*Task objective*: Hand back the entries below exactly.

*Data listing*:
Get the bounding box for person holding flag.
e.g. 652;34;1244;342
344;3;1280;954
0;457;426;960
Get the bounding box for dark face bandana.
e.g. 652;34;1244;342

*Worked solution*:
Get the bounding box for person holding flag.
e.g. 652;34;1244;342
344;3;1280;954
0;457;426;960
Get the bounding box for dark face bandana.
e.g. 652;34;1244;342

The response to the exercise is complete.